— Input material —
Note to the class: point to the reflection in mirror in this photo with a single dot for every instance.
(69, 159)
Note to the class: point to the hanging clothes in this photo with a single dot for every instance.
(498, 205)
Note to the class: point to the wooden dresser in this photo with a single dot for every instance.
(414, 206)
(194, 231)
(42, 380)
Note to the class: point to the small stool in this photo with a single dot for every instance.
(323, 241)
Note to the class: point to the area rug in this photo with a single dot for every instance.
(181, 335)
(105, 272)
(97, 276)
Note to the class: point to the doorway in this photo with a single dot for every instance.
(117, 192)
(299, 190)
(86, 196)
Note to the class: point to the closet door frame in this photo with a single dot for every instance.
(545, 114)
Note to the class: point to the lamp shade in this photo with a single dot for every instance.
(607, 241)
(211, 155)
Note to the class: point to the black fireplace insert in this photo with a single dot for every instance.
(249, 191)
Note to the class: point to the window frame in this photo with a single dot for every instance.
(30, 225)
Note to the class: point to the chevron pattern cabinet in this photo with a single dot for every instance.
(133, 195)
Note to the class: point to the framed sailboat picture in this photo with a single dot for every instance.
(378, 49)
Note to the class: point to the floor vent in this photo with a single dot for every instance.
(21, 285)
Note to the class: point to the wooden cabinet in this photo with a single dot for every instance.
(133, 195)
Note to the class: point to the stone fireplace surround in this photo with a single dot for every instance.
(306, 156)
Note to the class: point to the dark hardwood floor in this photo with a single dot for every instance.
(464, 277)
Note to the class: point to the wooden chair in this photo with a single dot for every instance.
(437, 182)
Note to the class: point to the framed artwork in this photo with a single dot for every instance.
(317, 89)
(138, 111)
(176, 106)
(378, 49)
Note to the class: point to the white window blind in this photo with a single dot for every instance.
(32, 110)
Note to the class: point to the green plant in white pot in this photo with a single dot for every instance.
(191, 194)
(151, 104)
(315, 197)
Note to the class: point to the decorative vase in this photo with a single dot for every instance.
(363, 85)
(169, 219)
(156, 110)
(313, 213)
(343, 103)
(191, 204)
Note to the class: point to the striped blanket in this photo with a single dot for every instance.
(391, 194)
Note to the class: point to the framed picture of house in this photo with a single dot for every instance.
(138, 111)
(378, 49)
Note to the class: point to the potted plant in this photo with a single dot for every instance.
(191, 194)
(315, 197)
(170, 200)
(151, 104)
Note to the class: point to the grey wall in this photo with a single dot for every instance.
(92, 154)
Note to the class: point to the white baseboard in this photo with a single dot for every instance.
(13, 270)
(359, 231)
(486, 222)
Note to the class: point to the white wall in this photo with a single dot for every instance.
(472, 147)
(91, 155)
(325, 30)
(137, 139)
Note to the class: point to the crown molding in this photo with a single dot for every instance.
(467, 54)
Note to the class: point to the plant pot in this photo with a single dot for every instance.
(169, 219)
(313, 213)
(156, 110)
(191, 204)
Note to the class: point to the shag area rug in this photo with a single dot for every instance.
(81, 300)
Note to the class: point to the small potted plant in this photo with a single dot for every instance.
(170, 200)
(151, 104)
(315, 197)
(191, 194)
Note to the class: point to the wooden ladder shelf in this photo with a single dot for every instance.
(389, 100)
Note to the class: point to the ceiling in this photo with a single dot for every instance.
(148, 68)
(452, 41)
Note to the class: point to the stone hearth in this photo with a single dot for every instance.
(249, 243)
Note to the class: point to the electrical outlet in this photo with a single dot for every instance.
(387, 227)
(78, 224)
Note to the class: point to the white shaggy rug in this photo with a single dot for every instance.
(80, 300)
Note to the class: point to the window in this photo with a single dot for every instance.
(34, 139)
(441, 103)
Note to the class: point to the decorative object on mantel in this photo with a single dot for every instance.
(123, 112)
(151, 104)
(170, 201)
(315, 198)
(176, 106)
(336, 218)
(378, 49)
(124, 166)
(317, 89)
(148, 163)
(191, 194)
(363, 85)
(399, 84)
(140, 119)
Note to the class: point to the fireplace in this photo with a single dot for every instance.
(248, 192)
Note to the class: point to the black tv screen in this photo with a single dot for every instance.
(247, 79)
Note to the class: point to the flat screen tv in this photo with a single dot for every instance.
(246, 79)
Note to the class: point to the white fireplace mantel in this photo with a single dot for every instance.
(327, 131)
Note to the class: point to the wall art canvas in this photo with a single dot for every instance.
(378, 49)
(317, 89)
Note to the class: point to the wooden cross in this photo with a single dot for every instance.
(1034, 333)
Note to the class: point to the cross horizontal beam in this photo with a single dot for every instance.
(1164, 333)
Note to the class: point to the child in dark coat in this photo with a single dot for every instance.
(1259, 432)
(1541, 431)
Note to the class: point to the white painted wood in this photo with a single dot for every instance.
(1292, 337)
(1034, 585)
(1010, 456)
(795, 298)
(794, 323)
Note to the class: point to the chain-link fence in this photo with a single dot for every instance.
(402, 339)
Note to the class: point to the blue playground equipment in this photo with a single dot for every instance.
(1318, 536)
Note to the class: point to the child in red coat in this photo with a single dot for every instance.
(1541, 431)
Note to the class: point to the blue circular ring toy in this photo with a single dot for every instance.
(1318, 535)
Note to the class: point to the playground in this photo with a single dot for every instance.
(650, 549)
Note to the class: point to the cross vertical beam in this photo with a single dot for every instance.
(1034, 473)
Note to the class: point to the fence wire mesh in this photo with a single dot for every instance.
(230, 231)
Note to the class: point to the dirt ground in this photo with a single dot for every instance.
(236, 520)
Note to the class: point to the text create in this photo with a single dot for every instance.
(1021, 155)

— What you will do —
Produce the material above again, word for word.

— Your response —
Note to the class: point to the reflection in mirror in this photo with a single dot for every instance.
(69, 159)
Note to the class: point to the hanging clothes in this photo with a single dot for every instance.
(498, 205)
Note to the class: point to the wooden dresser in this photo with a single dot for every instance.
(414, 206)
(194, 231)
(42, 380)
Note to the class: point to the small stool in this photo with a single dot for every instance.
(323, 241)
Note to the class: point to the area rug in this photo with a single dot for every instance.
(181, 335)
(105, 272)
(97, 276)
Note to the class: point to the doorway in this photo with a single dot for every instance.
(117, 192)
(299, 190)
(86, 196)
Note to the class: point to the closet door frame in this photo with a single dot for every instance.
(545, 114)
Note to the class: point to the lamp shade in this photo with a single dot for every instance.
(607, 241)
(211, 155)
Note to the class: point to the black fireplace insert in this photo with a single dot for every instance.
(249, 191)
Note to the class: point to the window frame in this photo with a single dot for every instance.
(30, 225)
Note to the class: point to the chevron pattern cabinet in this photo with a single dot for every instance.
(133, 195)
Note to the class: point to the framed sailboat picture in this photo with a single dot for every instance.
(378, 49)
Note to the class: point to the floor vent in this photo with a single dot for every instance.
(21, 285)
Note to the class: point to the wooden cabinet in this photo with a single dot for every instance.
(133, 195)
Note to the class: point to the stone fireplace surround in this photo with a single dot for every instance.
(306, 156)
Note to the class: point to the dark hardwood floor in this photo with a single dot for every instance.
(464, 277)
Note to the class: point to the wooden chair in this photo with a single dot for every instance.
(437, 182)
Note to the class: point to the framed artwork in this photo with a single dot for every instance.
(317, 89)
(138, 111)
(176, 106)
(378, 49)
Note to the class: point to the white window blind in this photo with a single dot for every instance.
(32, 110)
Note to the class: point to the green plant in white pot in this photo with a single dot for every instance.
(191, 194)
(151, 104)
(315, 197)
Note to the class: point to the decorative vase in this photo with a single dot for every instance.
(363, 85)
(169, 219)
(156, 110)
(313, 213)
(343, 103)
(191, 204)
Note to the class: point to the striped blanket in this photo with a single dot for every instance.
(391, 194)
Note to the class: point to the framed picture of house in this photo with a single dot for every instance.
(138, 111)
(378, 49)
Note to the class: point to the potted plant in this photo with a single dot for every instance.
(191, 194)
(315, 197)
(170, 200)
(151, 104)
Note to the class: point to the grey wall in this photo with a single dot for every instance.
(92, 154)
Note to the class: point to the white baseboard in this photo with a single dot for every instance.
(13, 270)
(359, 231)
(486, 222)
Note to the class: point to the white wall in this photo with a single dot for every instance.
(472, 147)
(91, 155)
(325, 30)
(137, 139)
Note to the class: point to the crown molding in this photo with a single dot for every instance.
(467, 54)
Note to the class: point to the plant pot in this photo with a single dot for every instance.
(169, 219)
(313, 213)
(156, 110)
(191, 204)
Note to the class: point to the shag area rug in this photo with a single dot for every instance.
(81, 300)
Note to the class: point to the small potted plant in this photo with a single dot for every instance.
(170, 200)
(151, 104)
(315, 197)
(191, 194)
Note to the class: point to the wooden ladder shelf in this photo with a single dot for every instance.
(389, 100)
Note to the class: point to the ceiling in this photo with a single dot for every instance.
(148, 68)
(452, 41)
Note to the class: point to the stone hearth in this photo with a single dot for every instance.
(249, 243)
Note to the class: point to the electrical outlet in this photo with a single dot for every instance.
(387, 227)
(78, 224)
Note to the class: point to the white shaggy rug in this photo with a single dot for every instance.
(80, 300)
Note to the class: point to the window in this photo with a single dot for every instance.
(34, 139)
(441, 103)
Note to the class: point to the decorative object on mantel in this photo with a single dot for every instance.
(123, 112)
(151, 104)
(170, 201)
(315, 198)
(176, 106)
(336, 218)
(378, 49)
(124, 166)
(317, 89)
(148, 163)
(191, 194)
(363, 85)
(399, 84)
(140, 119)
Note to the class: point to the fireplace in this photo with a single dot for every instance.
(248, 192)
Note to the class: point to the black tv screen in this photo with a single dot for every instance.
(247, 79)
Note to the class: point to the flat screen tv in this photo with a single dot for every instance.
(246, 79)
Note to the class: point to the white fireplace mantel in this photo with a single dot for every instance.
(327, 131)
Note to the class: point to the wall art canvas in this photo with a single dot for every instance.
(378, 49)
(317, 89)
Note to the class: point to the wooden cross in this photo with a single dot for every instance.
(1034, 333)
Note to the class: point to the cross horizontal beam in this photo with a single dot for every instance.
(1164, 333)
Note to the class: point to the child in dark coat in this photo with a single dot for every instance.
(1259, 432)
(1541, 431)
Note to the class: point to the white painted wood in this photo with a single dot for every instance.
(1292, 337)
(1034, 585)
(1010, 456)
(795, 298)
(794, 323)
Note to the class: point to the chain-link fence in this photo with a single dot for every instance.
(402, 339)
Note to the class: point to the blue playground equipment in this photo with a single dot for every instance.
(1318, 536)
Note to the class: point to the child in red coat in this photo with a single dot for every instance.
(1541, 431)
Note to the class: point to the blue circular ring toy in this photo with a single dot for every instance.
(1318, 535)
Note to the class: point to the playground in this photo with a single dot for every instance.
(650, 549)
Note to the class: point to the cross vertical beam in this photo with a single dot for every instance.
(1034, 473)
Note to the class: point to the fence wire mesh in this photo with a single dot for every instance.
(230, 231)
Note to the class: point to the dirt ground in this photo with a single dot for every instance.
(236, 520)
Note to the class: point to the text create in this photo with a single dot for every instance.
(1021, 155)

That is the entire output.